Extrait du document >>
┌──

Quatre ans jour pour jour après sa mise en circulation à Nîmes, la monnaie locale "le Krôcô" tire sa révérence. Elle se voulait une alternative aux euros pour promouvoir le circuit court.
Lancée il y a 4 ans par l'association nîmoise « Les Vrais monnayeurs », le Krôcô est une monnaie nîmoise qui se matérialise exclusivement sous forme de billets de 1, 3, 5, 10 et 20 euros. Un Krôcô est équivalent à un euro. Pour illustrer les billets, l’association a choisi des arbres typiquement représentatifs de la végétation du Gard : l’amandier, l’arbousier, le néflier et l’olivier.

└──

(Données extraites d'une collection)
┌──

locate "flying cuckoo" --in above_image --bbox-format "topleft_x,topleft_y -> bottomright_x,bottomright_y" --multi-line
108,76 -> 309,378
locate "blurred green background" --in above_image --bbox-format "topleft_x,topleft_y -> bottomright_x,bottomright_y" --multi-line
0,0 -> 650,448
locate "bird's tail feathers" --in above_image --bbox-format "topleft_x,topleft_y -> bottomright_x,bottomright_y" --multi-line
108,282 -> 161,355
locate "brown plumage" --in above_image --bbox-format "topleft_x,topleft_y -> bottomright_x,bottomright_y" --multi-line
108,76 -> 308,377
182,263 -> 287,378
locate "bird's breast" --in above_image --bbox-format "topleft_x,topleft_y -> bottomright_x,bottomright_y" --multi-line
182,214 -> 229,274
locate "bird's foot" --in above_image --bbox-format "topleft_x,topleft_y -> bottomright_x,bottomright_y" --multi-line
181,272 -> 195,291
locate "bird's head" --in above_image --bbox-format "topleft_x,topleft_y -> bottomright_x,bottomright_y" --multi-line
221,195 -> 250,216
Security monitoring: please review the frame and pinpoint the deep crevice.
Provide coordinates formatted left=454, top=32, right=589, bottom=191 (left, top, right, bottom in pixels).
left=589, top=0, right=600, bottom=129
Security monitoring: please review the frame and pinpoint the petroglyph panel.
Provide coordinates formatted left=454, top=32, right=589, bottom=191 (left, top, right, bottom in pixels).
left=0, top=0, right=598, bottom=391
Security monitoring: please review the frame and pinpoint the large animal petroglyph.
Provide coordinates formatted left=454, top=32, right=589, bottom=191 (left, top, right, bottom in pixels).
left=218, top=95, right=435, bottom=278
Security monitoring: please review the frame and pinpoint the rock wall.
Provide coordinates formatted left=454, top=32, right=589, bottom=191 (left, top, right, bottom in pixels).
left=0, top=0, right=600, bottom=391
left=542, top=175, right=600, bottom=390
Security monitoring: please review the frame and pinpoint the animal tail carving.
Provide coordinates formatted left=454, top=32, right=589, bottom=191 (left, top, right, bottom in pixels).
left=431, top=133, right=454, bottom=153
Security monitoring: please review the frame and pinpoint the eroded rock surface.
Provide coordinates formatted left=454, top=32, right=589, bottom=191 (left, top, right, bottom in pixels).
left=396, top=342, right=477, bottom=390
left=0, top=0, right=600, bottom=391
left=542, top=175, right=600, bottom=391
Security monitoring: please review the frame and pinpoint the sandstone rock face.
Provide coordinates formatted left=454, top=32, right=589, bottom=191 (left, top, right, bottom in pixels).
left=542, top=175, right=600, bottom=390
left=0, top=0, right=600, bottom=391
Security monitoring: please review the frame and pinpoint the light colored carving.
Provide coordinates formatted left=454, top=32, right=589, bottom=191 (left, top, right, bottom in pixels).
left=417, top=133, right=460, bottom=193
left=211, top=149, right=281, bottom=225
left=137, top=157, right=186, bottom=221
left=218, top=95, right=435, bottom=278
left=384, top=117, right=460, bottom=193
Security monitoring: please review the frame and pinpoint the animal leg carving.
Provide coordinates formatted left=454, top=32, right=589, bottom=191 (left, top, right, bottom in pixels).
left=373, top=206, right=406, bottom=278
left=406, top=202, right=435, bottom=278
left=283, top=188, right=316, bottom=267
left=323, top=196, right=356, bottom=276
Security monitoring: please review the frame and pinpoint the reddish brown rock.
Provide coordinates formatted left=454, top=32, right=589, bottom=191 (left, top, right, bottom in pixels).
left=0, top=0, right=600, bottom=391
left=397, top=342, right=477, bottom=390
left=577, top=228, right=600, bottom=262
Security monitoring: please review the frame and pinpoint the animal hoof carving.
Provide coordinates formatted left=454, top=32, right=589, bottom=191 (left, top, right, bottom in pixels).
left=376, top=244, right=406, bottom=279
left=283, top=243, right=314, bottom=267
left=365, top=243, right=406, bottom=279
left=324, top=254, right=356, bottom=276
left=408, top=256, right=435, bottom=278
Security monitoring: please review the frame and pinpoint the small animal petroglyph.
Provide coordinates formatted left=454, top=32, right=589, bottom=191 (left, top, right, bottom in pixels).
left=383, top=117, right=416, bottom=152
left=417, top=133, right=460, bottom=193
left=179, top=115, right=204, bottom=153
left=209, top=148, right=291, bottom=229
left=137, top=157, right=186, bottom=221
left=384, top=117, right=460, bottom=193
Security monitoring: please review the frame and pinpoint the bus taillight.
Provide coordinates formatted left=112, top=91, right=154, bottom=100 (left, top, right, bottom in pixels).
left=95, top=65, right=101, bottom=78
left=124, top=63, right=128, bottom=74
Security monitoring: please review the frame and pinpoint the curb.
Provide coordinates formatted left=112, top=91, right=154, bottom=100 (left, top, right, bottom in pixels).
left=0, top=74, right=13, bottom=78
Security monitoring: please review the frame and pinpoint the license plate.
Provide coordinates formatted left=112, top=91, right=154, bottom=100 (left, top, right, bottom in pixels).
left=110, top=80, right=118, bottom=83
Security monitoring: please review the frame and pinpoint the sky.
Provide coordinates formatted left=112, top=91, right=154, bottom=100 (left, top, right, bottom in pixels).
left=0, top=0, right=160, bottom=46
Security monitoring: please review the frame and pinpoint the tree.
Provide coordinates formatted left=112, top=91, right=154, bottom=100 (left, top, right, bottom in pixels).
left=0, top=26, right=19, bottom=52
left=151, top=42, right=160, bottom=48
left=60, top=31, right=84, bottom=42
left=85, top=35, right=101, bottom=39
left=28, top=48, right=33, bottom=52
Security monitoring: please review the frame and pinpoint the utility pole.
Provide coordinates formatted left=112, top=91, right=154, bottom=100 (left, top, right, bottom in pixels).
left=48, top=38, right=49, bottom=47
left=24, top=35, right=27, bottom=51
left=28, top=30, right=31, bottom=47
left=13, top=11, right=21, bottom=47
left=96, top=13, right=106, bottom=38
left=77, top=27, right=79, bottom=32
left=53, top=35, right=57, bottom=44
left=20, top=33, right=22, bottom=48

└──

Détails du problème >> Recopiez intégralement l'extrait sur la fin du Krôcô, la monnaie locale nîmoise.

Corrigé >>
Quatre ans jour pour jour après sa mise en circulation à Nîmes, la monnaie locale "le Krôcô" tire sa révérence. Elle se voulait une alternative aux euros pour promouvoir le circuit court.
Lancée il y a 4 ans par l'association nîmoise « Les Vrais monnayeurs », le Krôcô est une monnaie nîmoise qui se matérialise exclusivement sous forme de billets de 1, 3, 5, 10 et 20 euros. Un Krôcô est équivalent à un euro. Pour illustrer les billets, l’association a choisi des arbres typiquement représentatifs de la végétation du Gard : l’amandier, l’arbousier, le néflier et l’olivier.